I've always admired my journalistic colleagues who strive to report the truth. The pursuit of accuracy is such a noble calling--one I occasionally hear despite my natural orientation toward rumors, lies and innuendo. But you can have too much of a good thing.
In recent weeks the Rumor Mill has sustained criticism that it is erring on the side of accuracy. Why call them rumors, carp our critics, when they consistently turn out to be right? One by one, yesterday's rumors of misfortune, mutiny and sheer chutzpah have found their way into today's news headlines. As a result, I have been advised to tone down the trustworthiness.
In that spirit, today's column is dedicated to falsehood. We've gone the extra mile and dug up four rumors that turned out to be completely wrong. Enjoy them while they last, because there's enough stranger-than-fiction bad news circulating in the Valley these days to keep us on strictly factual turf until the Nasdaq regains its old high.
All for a good cause
Contrary to rumor, Oracle CEO Larry Ellison does not have cancer. Skintelligent analysis suggests the rumor may have arisen from Ellison's philanthropic activities, specifically his endowment of the Ellison Medical Foundation.
"Those rumors are totally ridiculous," EMF Executive Director Dr. Richard Sprott said of the Ellison cancer reports. "Those kinds of searches for his motivation turn up in a variety of articles. Quite frankly it's not the world's greatest press, looking for why would he be doing this. But this is not tied to his own health. He does this to make a difference for people everywhere."
The EMF was founded in 1997, and the following year it started doling out as much as $45 million annually from Ellison's personal fortune. Board members and grantees include two Nobel laureates.
The group, whose scientific advisory board met Wednesday in New York, is funding research in two hot areas of medical science: infectious disease and the aging process.
Standing his ground
eLance founder and former President Srini Anumolu is not, contrary to rumor, being deported. Whispers had circulated that the embattled former investment banker and entrepreneur would be heading back to his native India after his indictment on fraud charges, but his lawyer says Anumolu plans to stay and fight.

### [INFORMATION PROVIDED]

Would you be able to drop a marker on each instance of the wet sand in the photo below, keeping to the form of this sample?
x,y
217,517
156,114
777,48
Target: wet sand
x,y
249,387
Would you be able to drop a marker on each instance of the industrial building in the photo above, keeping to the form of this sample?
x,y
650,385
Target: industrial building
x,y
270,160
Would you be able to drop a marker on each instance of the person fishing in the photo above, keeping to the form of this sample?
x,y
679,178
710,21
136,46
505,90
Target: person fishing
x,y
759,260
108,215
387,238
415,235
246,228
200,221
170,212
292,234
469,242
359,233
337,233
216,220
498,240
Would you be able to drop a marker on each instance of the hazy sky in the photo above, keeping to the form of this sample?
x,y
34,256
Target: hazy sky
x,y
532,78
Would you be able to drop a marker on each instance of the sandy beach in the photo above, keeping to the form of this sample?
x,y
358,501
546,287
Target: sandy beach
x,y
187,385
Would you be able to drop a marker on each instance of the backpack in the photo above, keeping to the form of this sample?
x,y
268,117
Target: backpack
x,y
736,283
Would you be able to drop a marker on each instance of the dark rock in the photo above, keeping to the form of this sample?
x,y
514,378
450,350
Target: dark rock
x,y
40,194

### [WORK ITEM]
Extend the Rumor Mill column on false Silicon Valley rumors, picking up after its last sentence. You can leave the material above aside.

### [TASK ANSWER]
"Mr. Anumolu continues to devote his attention to fighting the pending legal charges," his lawyer said. "In order to devote his attention to vigorously fighting them, Srini Anumolu resigned from his positions on the board and as an officer of eLance. Mr. Anumolu and his legal team are confident that these charges will be resolved in Mr. Anumolu's favor. He looks forward to putting his personal legal difficulties behind him and resuming his work developing complex software on the cutting edge of technology."
Changing of the guard
Reports of layoffs at Wired magazine turned out to be greatly exaggerated. What probably ignited this rumor brushfire was the sudden departure of longtime Wired fixtures on the editorial staff, though the installation of a new editorial regime under Chris Anderson might have clued in layoff watchers that this was not your typical head-count reduction.
"We let three people go, but we're replacing them all," said a Wired representative. "The jobs are all posted at JournalismJobs.com. When new executive producers come in, they make changes. It's a standard personnel issue. We have three openings, plus we just hired an articles editor, and the position never existed at Wired before. We also hired a creative director for the magazine--a newly created position."
We close by debunking the rumor that free-speech defender Larry Flynt was the silent partner of Internet business analyst Phil "Pud" Kaplan in the latter's high-tech start-up obituary service whose name tends to be whispered in finer public venues.
Skinformed sources speculate that the scuttlebutt stemmed from Pud's recent visit to the Hustler offices. Pud was mum on the details when we queried him about his trip to Hustler, but he was much more loose-lipped about his recently completed book.
Commenced this past summer, Pud submitted the final manuscript three days ago to his editor at Simon & Schuster. It is scheduled to hit the local Barnes & Noble in mid-March.
"The key was turning it around fast," Pud observed, noting the fickle nature of all things Internet-related. "I was late turning it in. It's a compendium of over 100 different dot-coms and Internet companies...But it's also an entertainment book."
Pud slammed his own title--"F'd Companies"--as a betrayal of his values and his trademark brand of English prose.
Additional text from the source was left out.